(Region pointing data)

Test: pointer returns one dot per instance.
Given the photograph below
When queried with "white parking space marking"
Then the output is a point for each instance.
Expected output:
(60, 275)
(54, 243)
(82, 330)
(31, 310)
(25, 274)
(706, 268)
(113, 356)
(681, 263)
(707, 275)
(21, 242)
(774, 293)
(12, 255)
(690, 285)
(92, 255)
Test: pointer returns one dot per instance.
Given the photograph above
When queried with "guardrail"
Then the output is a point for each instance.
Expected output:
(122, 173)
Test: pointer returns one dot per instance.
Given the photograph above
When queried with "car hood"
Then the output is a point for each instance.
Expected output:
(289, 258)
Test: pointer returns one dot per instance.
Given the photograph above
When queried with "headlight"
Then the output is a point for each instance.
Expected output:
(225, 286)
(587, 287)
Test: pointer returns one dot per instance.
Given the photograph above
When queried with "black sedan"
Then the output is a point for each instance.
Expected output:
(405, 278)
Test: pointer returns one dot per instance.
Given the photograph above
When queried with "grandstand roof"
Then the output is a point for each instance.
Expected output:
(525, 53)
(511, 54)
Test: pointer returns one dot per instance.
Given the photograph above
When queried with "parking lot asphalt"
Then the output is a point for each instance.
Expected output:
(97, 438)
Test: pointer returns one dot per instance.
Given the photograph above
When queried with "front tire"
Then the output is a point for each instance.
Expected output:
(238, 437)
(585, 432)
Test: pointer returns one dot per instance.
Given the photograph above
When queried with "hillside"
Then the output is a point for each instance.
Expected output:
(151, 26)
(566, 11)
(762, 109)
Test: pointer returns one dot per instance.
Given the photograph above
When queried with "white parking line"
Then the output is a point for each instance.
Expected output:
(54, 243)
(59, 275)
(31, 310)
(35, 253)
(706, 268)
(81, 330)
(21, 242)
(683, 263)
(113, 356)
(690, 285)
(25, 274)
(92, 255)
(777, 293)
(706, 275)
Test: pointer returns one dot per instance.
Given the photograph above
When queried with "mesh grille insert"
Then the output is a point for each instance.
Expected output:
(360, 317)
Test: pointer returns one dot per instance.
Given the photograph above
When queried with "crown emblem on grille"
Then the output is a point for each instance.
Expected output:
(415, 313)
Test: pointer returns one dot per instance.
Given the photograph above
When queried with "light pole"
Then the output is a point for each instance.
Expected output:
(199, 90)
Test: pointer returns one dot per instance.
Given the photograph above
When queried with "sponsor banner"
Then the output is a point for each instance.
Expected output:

Activity - Output all of the entries without altering a single word.

Response to this exercise -
Test: pointer returns one dot per instance.
Given the photograph below
When queried with "white parking space marking"
Then the output is a point for each instance.
Expected output:
(60, 275)
(54, 243)
(82, 330)
(31, 310)
(25, 274)
(706, 268)
(113, 356)
(681, 263)
(707, 275)
(21, 242)
(774, 293)
(12, 255)
(690, 285)
(92, 255)
Test: pointer returns one dot per instance.
Given the photograph above
When queried with "guardrail"
Then the output is a point for each instance.
Expected output:
(122, 173)
Test: pointer returns one dot per instance.
Given the photograph above
When queried with "car hood"
Then the output is a point for each instance.
Expected output:
(289, 258)
Test: pointer returns one dot per instance.
Given the photograph above
When queried with "headlight"
Then the output is a point for each instance.
Expected output:
(225, 286)
(587, 287)
Test: pointer returns one dot per instance.
Given the photograph above
When queried with "black sedan"
Then the output is a point for each instance.
Expected output:
(405, 278)
Test: pointer returns one dot per instance.
Given the photograph above
When queried with "grandstand roof"
Then the output is a point for each instance.
Expected output:
(525, 53)
(511, 54)
Test: pointer returns one dot per instance.
Given the photograph above
When queried with "parking lot asphalt"
Then the output is a point for each instance.
Expected output:
(97, 438)
Test: pointer returns one dot per instance.
Given the photograph above
When queried with "front tire"
Then the output is a point for each instance.
Expected output:
(238, 437)
(585, 432)
Test: pointer returns one dot per instance.
Given the photograph above
When queried with "hillside"
Then the output is a point for each instance.
Expected output:
(151, 26)
(566, 11)
(762, 109)
Test: pointer returns one dot per instance.
Given the photograph above
When queried with "white parking line"
Then the output is a point for each instance.
Expected output:
(54, 243)
(59, 275)
(31, 310)
(35, 253)
(706, 268)
(81, 330)
(21, 242)
(683, 263)
(113, 356)
(690, 285)
(25, 274)
(92, 255)
(777, 293)
(706, 275)
Test: pointer returns one dot per instance.
Given the photograph above
When queried with "mesh grille insert"
Then the output is a point for each instance.
Expected output:
(360, 317)
Test: pointer returns one dot per instance.
Given the photograph above
When queried with "crown emblem on grille"
Then the output is a point for each instance.
Expected output:
(415, 313)
Test: pointer returns one dot per instance.
Given the photograph above
When queried with "light pole"
Then the output is a point for each instance.
Expected output:
(199, 90)
Test: pointer returns one dot per instance.
Given the photograph above
When queried with "sponsor banner"
Then the output is a point for each instance.
Expected output:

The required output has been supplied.